■ Reading passage:
Start of Block

One of the exciting examples of design in the living world is the nesting behavior of birds. We have previously reported on data about birds that nest in peculiar places to protect their eggs and their behavior to thwart predators. We have all seen birds building nests in cliffs or under roof structures, but predatory birds like eagles and hawks can still land on the nests and eat the eggs or baby birds. Scientists have discovered that some birds use spikes to protect their nests from even bird predators.
Researchers in Belgium, the Netherlands, and Scotland found nests in which birds have used long spikes to make it difficult for predators to get to their eggs or chicks. One crow’s nest in Antwerp, Belgium, had 1500 long, sharp spikes. They would make reaching the nest’s occupants extremely difficult for any hawk or eagle. It would also deter other predators, such as cats.

End of Block

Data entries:
Start of Block

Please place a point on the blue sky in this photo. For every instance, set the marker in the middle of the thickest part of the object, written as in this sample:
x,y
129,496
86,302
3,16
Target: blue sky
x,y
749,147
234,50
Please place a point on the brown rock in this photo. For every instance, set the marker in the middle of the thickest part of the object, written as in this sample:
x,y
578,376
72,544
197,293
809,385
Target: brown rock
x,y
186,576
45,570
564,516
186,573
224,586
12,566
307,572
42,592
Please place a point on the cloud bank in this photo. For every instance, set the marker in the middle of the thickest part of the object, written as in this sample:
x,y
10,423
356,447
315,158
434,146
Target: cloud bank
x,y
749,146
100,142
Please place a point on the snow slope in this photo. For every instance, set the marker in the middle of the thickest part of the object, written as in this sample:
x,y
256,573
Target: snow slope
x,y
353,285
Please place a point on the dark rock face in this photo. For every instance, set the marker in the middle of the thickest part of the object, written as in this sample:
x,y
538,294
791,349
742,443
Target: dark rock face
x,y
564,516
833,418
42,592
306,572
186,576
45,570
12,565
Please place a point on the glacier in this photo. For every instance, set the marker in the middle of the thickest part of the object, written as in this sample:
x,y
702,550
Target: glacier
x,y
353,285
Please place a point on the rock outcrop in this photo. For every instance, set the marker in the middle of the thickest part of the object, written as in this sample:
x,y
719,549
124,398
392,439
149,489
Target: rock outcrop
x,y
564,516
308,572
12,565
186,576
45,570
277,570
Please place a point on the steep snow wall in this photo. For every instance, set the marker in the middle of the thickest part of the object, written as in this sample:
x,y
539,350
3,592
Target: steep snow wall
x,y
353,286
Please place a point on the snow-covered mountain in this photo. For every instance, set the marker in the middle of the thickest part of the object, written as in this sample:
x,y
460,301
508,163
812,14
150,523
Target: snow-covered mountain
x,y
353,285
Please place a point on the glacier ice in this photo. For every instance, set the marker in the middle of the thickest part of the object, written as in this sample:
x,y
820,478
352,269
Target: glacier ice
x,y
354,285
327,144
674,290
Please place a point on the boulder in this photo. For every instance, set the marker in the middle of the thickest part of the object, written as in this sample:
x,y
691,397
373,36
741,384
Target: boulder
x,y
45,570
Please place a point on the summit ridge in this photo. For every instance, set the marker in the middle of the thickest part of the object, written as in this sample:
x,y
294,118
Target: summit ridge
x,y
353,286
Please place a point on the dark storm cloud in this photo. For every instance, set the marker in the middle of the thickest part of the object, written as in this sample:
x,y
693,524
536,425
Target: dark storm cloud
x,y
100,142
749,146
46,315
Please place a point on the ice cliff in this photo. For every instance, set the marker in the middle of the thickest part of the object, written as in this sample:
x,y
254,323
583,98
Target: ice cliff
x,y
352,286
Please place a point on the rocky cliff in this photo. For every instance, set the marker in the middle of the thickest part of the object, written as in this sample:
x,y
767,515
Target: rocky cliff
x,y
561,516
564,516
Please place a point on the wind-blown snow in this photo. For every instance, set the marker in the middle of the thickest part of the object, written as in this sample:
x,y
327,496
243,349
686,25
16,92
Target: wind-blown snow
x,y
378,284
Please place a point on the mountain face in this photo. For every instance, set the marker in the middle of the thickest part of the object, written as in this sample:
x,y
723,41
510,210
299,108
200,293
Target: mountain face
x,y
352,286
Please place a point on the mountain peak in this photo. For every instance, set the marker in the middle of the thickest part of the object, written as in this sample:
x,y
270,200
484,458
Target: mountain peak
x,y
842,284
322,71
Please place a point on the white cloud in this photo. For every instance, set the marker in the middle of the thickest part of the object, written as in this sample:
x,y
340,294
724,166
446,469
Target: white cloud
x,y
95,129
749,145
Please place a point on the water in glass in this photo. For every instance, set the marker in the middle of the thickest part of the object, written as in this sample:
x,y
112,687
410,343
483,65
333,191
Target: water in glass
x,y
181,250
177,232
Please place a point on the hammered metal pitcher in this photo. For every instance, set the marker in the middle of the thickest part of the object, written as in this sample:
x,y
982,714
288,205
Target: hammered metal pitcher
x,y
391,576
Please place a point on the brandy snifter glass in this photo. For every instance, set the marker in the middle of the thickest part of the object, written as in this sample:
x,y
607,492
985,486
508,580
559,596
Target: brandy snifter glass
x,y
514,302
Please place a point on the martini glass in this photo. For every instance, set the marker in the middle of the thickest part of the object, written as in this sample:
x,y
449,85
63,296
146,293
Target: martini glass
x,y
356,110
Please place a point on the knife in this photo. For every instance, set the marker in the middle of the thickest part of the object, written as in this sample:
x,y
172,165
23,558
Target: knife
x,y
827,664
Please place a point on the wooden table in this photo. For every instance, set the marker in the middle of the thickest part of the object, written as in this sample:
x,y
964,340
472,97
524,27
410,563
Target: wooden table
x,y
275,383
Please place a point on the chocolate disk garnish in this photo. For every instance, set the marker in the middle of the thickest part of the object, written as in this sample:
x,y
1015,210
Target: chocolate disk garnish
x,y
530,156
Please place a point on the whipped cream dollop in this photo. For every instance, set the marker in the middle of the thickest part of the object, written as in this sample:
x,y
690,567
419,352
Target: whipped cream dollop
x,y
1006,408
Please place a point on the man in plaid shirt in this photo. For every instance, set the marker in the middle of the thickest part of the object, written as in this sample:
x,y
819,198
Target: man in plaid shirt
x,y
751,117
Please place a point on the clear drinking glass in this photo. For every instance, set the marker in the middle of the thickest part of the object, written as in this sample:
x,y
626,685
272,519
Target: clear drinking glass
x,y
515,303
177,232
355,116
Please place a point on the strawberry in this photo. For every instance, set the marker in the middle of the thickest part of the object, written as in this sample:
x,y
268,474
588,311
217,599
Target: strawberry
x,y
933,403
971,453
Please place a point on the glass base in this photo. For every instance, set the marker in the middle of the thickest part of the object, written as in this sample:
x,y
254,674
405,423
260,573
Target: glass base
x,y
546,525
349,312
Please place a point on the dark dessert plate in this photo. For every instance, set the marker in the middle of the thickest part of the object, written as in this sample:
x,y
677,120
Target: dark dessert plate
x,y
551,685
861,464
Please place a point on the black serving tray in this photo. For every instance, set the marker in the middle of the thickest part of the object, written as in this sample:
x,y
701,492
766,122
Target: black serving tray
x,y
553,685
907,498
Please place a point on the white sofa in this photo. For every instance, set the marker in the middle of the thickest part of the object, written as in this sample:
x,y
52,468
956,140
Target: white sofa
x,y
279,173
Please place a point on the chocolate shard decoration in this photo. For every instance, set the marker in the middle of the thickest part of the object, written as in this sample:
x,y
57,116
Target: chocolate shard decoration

End of Block

Please carry on with the passage on spiked bird nests, picking up after its last sentence. The records stand apart from the passage on spiked bird nests and are unrelated to it.

The nests of carrion crows and Eurasian magpies have been found with spike defenses. These birds have used whatever sharp objects they can find in urban areas to build their fortress, including plastic pieces, nails, screws, and knitting needles.
Birds use spikes to protect their nests because God has built into the DNA of various bird species the ability to do unique things to survive. The more we learn about the natural world, the more we should be amazed at the intelligence and design behind all kinds of life on Earth. “We can know there is a God through the things He has made (Romans 1:20).
— John N. Clayton © 2023
Reference: Science News September 9, 2023, page 4.